Saturday, August 30, 2008

A Name Of It's Own

I just realized my blog had it's one year anniversary on August 18th. So in honor of that I felt that it had become it's own entity, and needed a name separate from Blondheart, my company name. I settled on "Yesterday's Glitter." Normally I would have agonized and thought for days on end to name it just the perfect thing. That's the way it usually goes for me.

But I was cleaning off the steamer trunk I use for a coffee table in the work space and it was covered with glitter from finishing the pink bird. I was musing in my head that I was cleaning up yesterday's glitter the way you clean up after a party and it struck me...that's it!

I realized it has two other meanings besides the one listed above as well. The second is my love for older things that are maybe faded but still have their appeal, and the third is what we post about always happens before we post about it. Quite often the day before. So there ya have it!

Isn't it grand when things just fit right away!

Friday, August 29, 2008

~*~ La Dolce Vita Bird ~*~




A new little bird that I made out of pink mohair, she has a sparkly nest and beading on her wings. She is available on my website and will probably be added to my etsy shop tomorrow.

Thursday, August 28, 2008

New Stuff And A Better Attitude

If you have been reading lately, you will know that I have been in a constant state of flux over the past week or so. I have changed the look of my blog 3 times. I am sure I will change it again before I am done.

It's just been one of those weeks where I know what I want to do, but as soon as I do it I want to do something else. I attribute it to forgetting to take my hormones for a couple days in there, (this can just make you crazy and manically emotional in case you didn't know) a broken chair, a lost ring and a serious glaze incident where I couldn't touch anything and I was home alone with no paint thinner. I just haven't been myself. I have been C-R-A-B-B-Y and weepy and taking everything entirely too personal. I am back on track with the hormone meds and things are starting to go a tad more smoothly.

I always feel bad when I don't post happy pretty things, but the truth is life isn't always happy or pretty, sometimes it's just a big chocolate mess as a friend of mine used to say.

Also Blogspot added a new widget called "Followers" so if you read my blog, please add yourself to the list. It can be found to the right under the blogroll, just click the "follow this blog" link. That way I can come and visit your blog as well.

Until next time...keep your paint thinner close...and your loved ones closer!

Tuesday, August 26, 2008

It Was A Dark And Stormy Night...


Anyone who knows me knows that I have an absolute fascination with weird things. Especially cryptozoology. But being fascinated by something and believing in it are two entirely different things. In fact I tend to be pretty skeptical about most things.

> **Entries**
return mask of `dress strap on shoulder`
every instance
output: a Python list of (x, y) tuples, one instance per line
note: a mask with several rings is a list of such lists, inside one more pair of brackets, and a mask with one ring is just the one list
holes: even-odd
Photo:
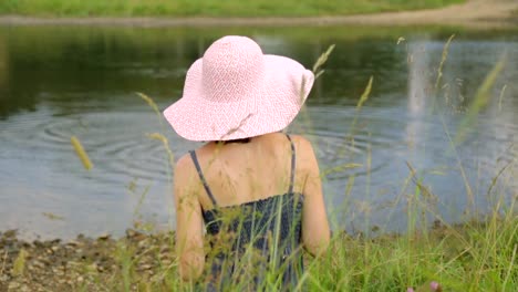
[(196, 171), (198, 171), (199, 179), (204, 184), (205, 191), (207, 191), (207, 195), (209, 196), (210, 200), (213, 201), (213, 205), (218, 206), (216, 204), (216, 199), (213, 196), (213, 191), (210, 191), (210, 188), (209, 188), (209, 186), (207, 184), (207, 180), (205, 179), (204, 173), (201, 171), (201, 167), (199, 166), (198, 157), (196, 156), (196, 152), (190, 150), (189, 154), (190, 154), (190, 158), (193, 159), (193, 163), (195, 164)]
[(288, 189), (288, 192), (291, 194), (293, 192), (293, 186), (294, 186), (294, 171), (296, 171), (296, 148), (293, 140), (291, 139), (290, 135), (286, 134), (286, 137), (290, 140), (291, 144), (291, 174), (290, 174), (290, 187)]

> **To-do list**
[a] Answer these questions about the blog posts:
(i) What name did the writer choose for the blog?
(ii) What material was the new little bird made from?
(iii) How many times has the writer changed the look of the blog?
[b] Repeat the part of the blog posts between "A new little" and "before I am done.", inclusive.

> **Answers for the tasks**
[a]
(i) Yesterday's Glitter
(ii) Pink mohair
(iii) Three times

[b]
A new little bird that I made out of pink mohair, she has a sparkly nest and beading on her wings. She is available on my website and will probably be added to my etsy shop tomorrow.

Thursday, August 28, 2008

New Stuff And A Better Attitude

If you have been reading lately, you will know that I have been in a constant state of flux over the past week or so. I have changed the look of my blog 3 times. I am sure I will change it again before I am done.